- Written request a: Rewrite the stretch of the forum reply on simp from "Re: [isabelle] Curious" through "original lemma statement.", changing "simplifier" to "rewriter" wherever it occurs.

- Passage:
-*-*-

Re: [isabelle] Curious failure of simp when goal equation is reoriented



Hallo,

first of all, the simplifier can sometimes work with “A = B”, but not
with “B = A”, if the rule it needs to apply is something like “(A = B) =
(C = D)”. However, this is not the case here. The problem in your case
is that you call induct before simp_all, and the case that does not go
through here is the induction step.

In the induction step, you have the induction hypothesis as a premise,
and it obviously depends on the goal of your original lemma statement.
Therefore, if you flip your original goal, the induction hypothesis will
also be flipped.

The induction step you get in your case is:
⋀a xs. app (rev ys) (rev xs) = rev (app xs ys) ⟹
          app (rev ys) (rev (Cons a xs)) = rev (app (Cons a xs) ys)

After simplification, it looks like this:

 ⋀a xs. app (rev ys) (rev xs) = rev (app xs ys) ⟹
           app (rev ys) (app (rev xs) (Cons a Nil)) = app (rev (app xs
ys)) (Cons a Nil)

As you can see, the left-hand side of your induction hypothesis does not
match anything in the goal, and because the simplifier uses equations
left-to-right, there is nothing else it can do here. One simple way to
fix this is by using

apply (drule sym)

which flips your induction hypothesis, then it matches and everything
goes through with the simplifier, so something like

lemma rev_app_2: "app (rev ys) (rev xs) = rev (app xs ys)"
apply (induct xs)
apply simp
apply (drule sym)
apply simp
done

However, I would rather suggest this:

lemma rev_app_2: "app (rev ys) (rev xs) = rev (app xs ys)"
by (rule sym) (fact rev_app_1)

sym is simply the rule “A = B ⟹ B = A”, so “rule sym” flips the equation
in your goal, after which it is identical to the statement of rev_app_1.


Cheers,
Manuel


On 03/02/14 16:29, Nick Smallbone wrote:
> Hi Isabellers,
>
> I've been playing with the list theory from the Isabelle tutorial and
> bumped into something odd. After defining rev and app, and giving a
> couple of simplification rules, I can prove the following lemma with
> induct and simp:
>    lemma rev_app_1: "rev (app xs ys) = app (rev ys) (rev xs)"
> But not this one:
>    lemma rev_app_2: "app (rev ys) (rev xs) = rev (app xs ys)"

-*-*-

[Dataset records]
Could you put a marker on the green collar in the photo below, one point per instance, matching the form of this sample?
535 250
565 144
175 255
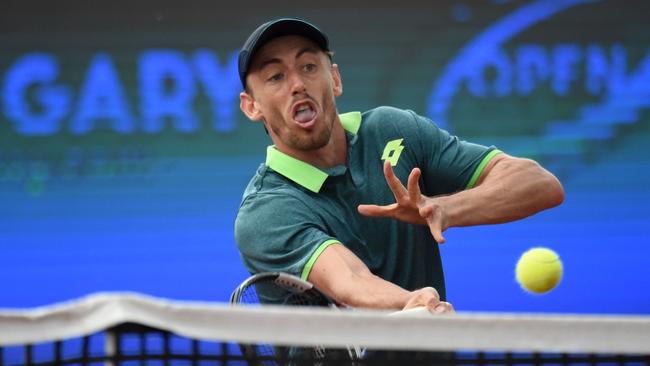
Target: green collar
303 173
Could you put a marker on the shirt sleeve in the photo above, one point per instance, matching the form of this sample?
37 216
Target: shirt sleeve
281 233
448 163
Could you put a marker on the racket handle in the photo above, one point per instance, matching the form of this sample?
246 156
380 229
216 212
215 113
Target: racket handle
419 311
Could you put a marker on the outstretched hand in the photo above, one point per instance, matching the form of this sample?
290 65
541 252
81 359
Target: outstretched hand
410 204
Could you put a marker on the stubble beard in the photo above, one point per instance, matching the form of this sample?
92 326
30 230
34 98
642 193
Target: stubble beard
309 142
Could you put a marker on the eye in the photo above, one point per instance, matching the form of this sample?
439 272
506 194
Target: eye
310 67
276 77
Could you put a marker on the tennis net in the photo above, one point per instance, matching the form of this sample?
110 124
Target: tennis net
133 329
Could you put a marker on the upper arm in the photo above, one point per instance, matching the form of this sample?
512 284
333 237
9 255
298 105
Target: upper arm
489 167
448 163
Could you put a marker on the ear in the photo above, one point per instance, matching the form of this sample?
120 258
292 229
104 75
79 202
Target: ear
250 108
338 83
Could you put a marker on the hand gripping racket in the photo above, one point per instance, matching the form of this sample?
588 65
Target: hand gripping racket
284 289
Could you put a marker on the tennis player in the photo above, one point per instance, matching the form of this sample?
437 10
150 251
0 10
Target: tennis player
356 203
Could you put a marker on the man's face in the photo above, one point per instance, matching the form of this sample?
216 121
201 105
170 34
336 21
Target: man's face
292 87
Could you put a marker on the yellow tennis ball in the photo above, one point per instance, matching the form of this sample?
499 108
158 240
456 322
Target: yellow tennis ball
539 270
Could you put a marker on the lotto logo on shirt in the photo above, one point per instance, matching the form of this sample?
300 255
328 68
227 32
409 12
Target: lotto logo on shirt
392 151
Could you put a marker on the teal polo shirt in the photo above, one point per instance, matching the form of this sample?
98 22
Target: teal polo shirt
291 211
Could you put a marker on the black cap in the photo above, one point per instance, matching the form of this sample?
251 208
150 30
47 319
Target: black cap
273 29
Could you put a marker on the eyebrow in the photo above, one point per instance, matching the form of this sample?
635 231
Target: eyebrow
276 60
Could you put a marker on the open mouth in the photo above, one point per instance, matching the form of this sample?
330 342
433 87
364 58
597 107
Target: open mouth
304 113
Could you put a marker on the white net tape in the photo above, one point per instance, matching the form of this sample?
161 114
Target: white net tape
413 330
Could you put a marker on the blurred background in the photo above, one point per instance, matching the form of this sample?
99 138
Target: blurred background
123 153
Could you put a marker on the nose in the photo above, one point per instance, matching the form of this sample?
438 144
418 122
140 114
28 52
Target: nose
297 83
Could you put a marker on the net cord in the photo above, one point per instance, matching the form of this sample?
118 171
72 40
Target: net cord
308 326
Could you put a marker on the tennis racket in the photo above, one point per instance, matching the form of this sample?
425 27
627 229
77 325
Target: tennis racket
284 289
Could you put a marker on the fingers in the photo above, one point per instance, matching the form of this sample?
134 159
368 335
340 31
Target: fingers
395 185
413 188
443 307
433 216
428 298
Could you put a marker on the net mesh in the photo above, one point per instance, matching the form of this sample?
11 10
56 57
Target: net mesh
135 330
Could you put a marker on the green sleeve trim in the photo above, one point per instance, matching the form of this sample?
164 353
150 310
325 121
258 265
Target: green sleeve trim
310 263
298 171
481 167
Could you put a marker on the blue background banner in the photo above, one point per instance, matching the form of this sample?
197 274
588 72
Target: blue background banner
123 153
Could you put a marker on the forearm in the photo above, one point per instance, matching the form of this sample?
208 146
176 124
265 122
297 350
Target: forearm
344 277
514 189
370 291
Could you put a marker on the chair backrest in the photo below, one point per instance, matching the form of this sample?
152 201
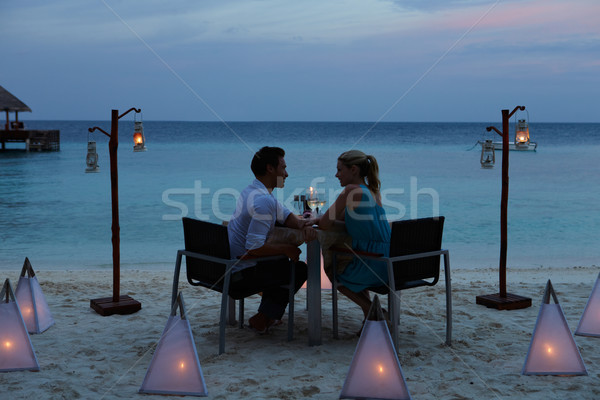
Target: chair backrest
411 237
208 239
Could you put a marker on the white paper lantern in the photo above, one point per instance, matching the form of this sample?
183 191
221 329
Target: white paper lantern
16 351
552 350
589 324
34 309
375 371
175 368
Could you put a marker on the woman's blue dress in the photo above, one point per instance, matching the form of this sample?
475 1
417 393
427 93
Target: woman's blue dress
370 230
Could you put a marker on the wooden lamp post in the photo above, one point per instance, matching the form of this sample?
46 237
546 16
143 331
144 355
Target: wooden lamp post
503 300
116 304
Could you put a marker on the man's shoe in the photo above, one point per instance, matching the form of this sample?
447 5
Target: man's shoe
261 323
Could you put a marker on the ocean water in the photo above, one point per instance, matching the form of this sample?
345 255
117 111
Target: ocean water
60 217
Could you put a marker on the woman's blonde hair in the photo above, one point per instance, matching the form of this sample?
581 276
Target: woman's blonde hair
367 164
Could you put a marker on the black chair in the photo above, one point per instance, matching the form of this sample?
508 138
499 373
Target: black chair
414 261
209 264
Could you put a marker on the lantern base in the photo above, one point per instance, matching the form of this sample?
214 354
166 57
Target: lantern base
106 306
510 302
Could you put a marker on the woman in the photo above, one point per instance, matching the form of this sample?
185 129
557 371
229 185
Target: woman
359 206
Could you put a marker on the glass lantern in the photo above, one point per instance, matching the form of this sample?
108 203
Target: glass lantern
488 155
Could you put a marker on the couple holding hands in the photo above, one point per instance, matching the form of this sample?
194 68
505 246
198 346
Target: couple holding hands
257 211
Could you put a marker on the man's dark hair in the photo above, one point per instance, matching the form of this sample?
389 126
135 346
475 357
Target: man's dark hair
266 156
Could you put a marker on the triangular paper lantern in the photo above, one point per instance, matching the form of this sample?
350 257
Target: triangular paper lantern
175 368
375 371
552 350
34 309
16 351
589 324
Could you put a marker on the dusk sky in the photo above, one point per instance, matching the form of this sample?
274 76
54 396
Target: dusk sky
274 60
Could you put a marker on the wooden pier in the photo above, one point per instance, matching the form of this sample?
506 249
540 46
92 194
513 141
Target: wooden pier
34 140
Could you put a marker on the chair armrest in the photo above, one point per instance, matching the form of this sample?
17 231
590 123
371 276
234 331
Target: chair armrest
355 252
261 258
419 255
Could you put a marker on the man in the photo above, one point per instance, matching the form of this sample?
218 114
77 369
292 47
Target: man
256 212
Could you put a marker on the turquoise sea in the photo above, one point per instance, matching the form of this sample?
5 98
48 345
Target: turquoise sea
60 217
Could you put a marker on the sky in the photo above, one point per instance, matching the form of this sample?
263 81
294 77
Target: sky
313 60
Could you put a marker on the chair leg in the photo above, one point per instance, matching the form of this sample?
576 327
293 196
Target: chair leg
291 301
176 278
223 321
241 313
334 315
448 299
394 305
231 309
224 307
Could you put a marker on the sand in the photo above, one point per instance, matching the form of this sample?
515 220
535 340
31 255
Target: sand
87 356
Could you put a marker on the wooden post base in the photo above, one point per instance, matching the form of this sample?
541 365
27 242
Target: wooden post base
106 306
510 302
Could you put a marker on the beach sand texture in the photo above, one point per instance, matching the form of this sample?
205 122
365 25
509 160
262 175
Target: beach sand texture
87 356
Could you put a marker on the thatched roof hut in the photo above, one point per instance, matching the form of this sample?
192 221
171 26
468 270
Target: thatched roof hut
9 103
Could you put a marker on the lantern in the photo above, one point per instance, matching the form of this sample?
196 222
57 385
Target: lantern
175 368
32 303
139 141
375 371
552 350
488 155
589 324
16 350
522 133
91 160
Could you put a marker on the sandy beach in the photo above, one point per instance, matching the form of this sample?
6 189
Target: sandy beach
87 356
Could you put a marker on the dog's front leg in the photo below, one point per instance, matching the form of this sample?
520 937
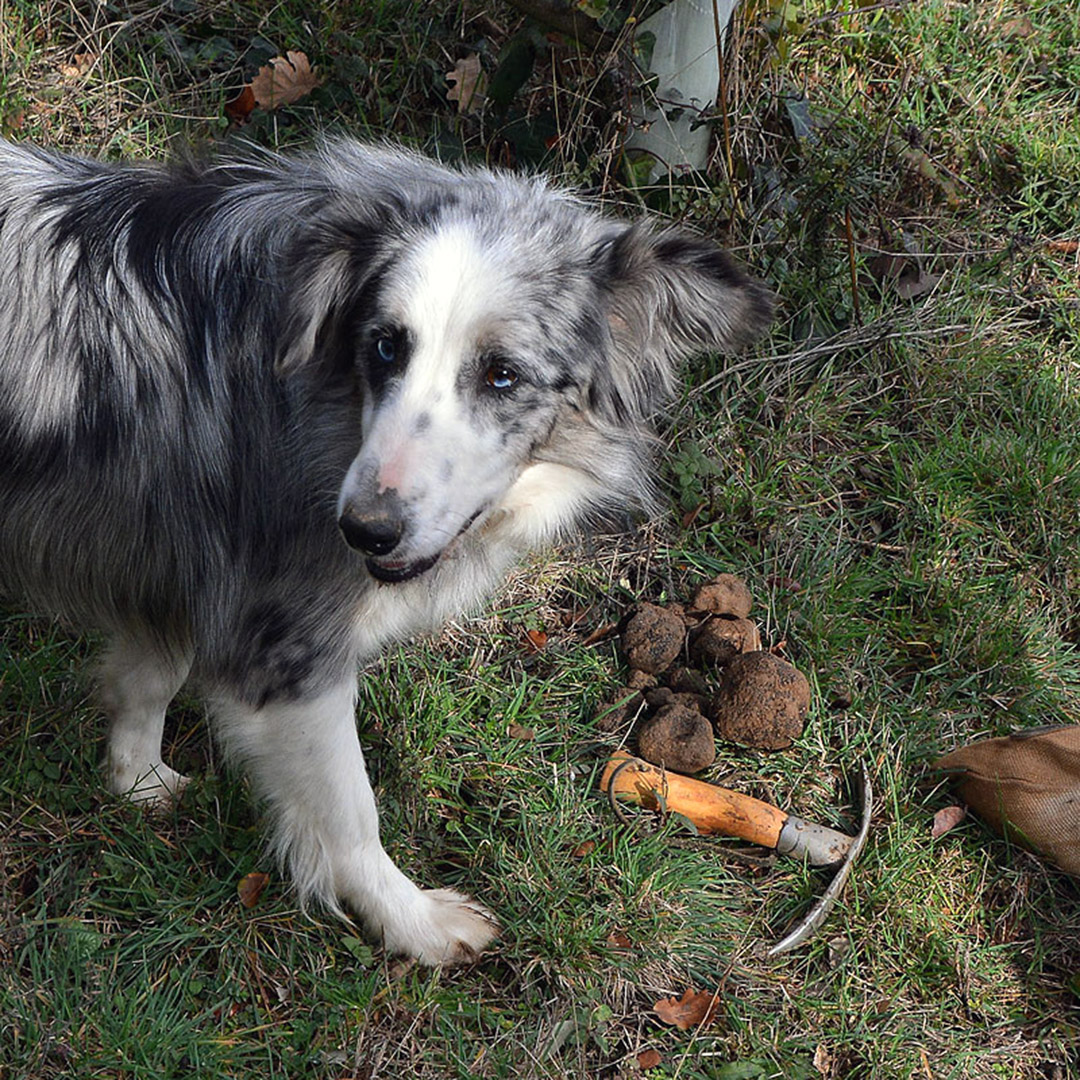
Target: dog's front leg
305 760
138 682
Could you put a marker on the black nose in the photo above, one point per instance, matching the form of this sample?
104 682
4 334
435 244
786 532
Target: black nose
376 530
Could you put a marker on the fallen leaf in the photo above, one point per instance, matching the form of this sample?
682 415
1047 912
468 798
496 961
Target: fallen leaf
946 820
1020 27
696 1008
240 108
469 84
81 63
913 285
284 80
823 1061
601 633
691 516
251 888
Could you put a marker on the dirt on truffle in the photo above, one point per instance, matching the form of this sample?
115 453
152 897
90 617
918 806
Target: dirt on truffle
678 739
717 642
763 702
725 594
652 638
726 682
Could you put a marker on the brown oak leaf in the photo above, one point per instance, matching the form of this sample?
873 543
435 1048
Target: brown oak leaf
696 1008
469 84
251 888
284 80
947 819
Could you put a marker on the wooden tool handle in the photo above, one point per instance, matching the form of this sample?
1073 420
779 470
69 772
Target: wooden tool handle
712 809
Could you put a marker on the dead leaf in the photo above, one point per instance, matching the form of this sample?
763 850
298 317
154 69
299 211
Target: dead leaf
946 820
81 63
284 80
469 84
694 1009
823 1061
910 286
601 633
251 888
240 108
1020 27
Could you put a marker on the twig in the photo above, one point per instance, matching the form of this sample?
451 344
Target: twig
558 16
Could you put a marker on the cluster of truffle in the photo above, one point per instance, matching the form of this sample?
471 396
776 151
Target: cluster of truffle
698 672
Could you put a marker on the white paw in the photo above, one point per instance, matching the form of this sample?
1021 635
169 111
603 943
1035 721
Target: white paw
151 787
445 928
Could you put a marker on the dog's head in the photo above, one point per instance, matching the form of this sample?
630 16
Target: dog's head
510 346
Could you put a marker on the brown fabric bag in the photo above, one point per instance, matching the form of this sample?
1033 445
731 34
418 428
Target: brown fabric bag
1026 786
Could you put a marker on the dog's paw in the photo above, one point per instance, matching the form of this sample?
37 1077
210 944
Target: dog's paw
444 928
156 787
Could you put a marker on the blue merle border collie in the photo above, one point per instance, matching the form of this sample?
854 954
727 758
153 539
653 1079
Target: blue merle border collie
260 417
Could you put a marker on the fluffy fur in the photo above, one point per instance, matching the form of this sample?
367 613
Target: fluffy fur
260 417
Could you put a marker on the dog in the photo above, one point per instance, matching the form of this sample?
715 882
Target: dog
260 416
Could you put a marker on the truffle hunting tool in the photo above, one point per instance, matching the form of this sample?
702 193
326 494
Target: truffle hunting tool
718 810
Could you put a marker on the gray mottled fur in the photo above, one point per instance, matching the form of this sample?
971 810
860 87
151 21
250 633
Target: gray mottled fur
185 400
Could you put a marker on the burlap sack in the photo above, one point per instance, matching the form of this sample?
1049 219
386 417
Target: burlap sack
1027 786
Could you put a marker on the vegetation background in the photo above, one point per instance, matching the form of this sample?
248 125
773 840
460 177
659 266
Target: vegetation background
895 471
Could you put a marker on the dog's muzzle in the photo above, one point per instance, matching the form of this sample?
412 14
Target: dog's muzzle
376 529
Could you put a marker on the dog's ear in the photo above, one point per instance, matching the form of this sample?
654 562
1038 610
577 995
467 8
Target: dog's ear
671 295
327 273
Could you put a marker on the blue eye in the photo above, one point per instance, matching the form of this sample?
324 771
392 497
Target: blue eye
500 377
385 350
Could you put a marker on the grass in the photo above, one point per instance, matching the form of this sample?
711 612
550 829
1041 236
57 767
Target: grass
898 478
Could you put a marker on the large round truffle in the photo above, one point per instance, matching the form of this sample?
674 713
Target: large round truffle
652 638
725 594
678 739
763 702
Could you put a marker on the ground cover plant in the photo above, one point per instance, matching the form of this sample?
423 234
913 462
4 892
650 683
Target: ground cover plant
895 472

-*-*-

- Written request b: How many lines of the records contain the string "roof"? Reply with the number alone.

- Correct response a:
Re: [isabelle] Curious failure of simp when goal equation is reoriented



Hallo,

first of all, the rewriter can sometimes work with “A = B”, but not
with “B = A”, if the rule it needs to apply is something like “(A = B) =
(C = D)”. However, this is not the case here. The problem in your case
is that you call induct before simp_all, and the case that does not go
through here is the induction step.

In the induction step, you have the induction hypothesis as a premise,
and it obviously depends on the goal of your original lemma statement.

- Correct response b: 2